## Текст для разбора
- - -
Сохранение этнической специфики в диаспоре компенсирует потерю родины, создает психологический комфорт. Своя этническая среда, родина в миниатюре — прибежище от анонимности существования в больших индустриальных центрах. Приспособление к жизни вне родины — адаптация — неизбежно означает отказ от чего-то своего.
Какие же стороны этнической специфики наиболее живучи? В течение 90-х годов после долгих лет ослабления связей наладились отношения с латышскими колониями в Сибири, туда было много экспедиций. Языковед академик Айна Блинкена была поражена тем, что четыре-пять пскоплений колонистов сохранили в быту живой латышский язык. Они говорили на языке со многими архаизмами и, естественно, заимствованиями. Подчас это был язык с признаками диалекта, говорящими о том, откуда явились их предки, но яркий и выразительный. Долго сохраняется этническая специфика в бытовой сфере — интерьере жилищ, предпочтениях кухни, культуре ухода за могилами близких, всегда очень существенной для латыша.
Бытовой стороной жизни занимаются женщины — это они учат детей языку уже во младенчестве, поют песни и рассказывают сказки. Сибирский этносоциолог Илья Лоткин в своем исследовании о национальном самосознании латышей Западной Сибири пришел к выводу, что у женщин оно выражено отчетливее, нежели у мужчин. Социальный антрополог Роберт Килис год провел в латышской колонии Аугшбебри и пришел к выводу, что у латышской идентичности женское лицо.
- - -
## Записи
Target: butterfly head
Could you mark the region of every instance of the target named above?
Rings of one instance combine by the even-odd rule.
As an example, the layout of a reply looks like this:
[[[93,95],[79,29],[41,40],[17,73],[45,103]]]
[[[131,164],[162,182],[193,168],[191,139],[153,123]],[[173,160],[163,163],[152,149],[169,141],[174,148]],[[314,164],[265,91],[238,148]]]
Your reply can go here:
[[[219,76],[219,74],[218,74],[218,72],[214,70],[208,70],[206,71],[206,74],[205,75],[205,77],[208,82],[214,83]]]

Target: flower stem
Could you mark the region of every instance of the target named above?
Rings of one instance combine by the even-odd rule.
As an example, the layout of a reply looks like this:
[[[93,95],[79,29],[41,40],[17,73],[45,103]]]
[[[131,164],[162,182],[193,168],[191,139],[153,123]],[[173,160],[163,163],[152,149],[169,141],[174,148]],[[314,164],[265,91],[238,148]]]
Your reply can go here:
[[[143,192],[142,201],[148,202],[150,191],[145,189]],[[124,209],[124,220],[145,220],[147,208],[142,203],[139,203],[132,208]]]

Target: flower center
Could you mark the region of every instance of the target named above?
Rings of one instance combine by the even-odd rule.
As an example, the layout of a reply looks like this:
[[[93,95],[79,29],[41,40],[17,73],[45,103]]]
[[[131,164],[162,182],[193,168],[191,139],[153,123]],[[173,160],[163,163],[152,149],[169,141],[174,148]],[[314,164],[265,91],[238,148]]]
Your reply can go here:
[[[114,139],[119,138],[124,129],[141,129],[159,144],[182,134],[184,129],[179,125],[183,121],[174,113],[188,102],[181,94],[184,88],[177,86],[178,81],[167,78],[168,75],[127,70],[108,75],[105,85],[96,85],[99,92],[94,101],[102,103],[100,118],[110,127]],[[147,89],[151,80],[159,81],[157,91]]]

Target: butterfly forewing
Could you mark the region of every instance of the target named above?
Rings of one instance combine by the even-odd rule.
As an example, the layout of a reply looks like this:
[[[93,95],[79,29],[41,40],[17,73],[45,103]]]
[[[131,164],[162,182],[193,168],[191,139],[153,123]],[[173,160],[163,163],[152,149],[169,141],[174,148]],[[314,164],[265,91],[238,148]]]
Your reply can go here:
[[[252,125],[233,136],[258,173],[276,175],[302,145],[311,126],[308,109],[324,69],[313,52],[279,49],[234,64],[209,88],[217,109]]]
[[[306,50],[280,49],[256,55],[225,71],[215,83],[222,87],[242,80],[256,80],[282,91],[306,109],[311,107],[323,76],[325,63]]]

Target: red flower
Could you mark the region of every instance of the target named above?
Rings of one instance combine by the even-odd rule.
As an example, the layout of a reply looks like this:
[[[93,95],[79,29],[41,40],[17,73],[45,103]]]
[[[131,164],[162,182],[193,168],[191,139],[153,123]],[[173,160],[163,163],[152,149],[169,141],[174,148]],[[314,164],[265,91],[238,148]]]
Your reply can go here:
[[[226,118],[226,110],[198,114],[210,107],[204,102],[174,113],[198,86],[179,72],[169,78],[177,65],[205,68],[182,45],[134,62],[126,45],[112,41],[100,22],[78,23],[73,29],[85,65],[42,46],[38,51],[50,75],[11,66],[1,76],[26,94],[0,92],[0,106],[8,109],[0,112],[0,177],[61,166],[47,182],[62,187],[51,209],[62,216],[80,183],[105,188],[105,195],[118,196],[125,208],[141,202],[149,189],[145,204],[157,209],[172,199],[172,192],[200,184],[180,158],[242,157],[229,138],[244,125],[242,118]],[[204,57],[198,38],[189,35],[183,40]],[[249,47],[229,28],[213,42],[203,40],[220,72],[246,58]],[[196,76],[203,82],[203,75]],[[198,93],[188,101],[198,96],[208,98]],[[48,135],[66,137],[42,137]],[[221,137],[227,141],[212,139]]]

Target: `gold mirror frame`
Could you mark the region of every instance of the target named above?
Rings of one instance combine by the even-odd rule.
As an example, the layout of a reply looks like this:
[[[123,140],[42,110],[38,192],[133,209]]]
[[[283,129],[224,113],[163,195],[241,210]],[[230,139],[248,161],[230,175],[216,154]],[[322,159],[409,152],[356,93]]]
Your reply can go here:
- - -
## Задание
Перепишите отрывок о латышах в диаспоре от «Сохранение этнической специфики» до «от чего-то своего.», заменив «прибежище» на «убежище».

## Ответ
Сохранение этнической специфики в диаспоре компенсирует потерю родины, создает психологический комфорт. Своя этническая среда, родина в миниатюре — убежище от анонимности существования в больших индустриальных центрах. Приспособление к жизни вне родины — адаптация — неизбежно означает отказ от чего-то своего.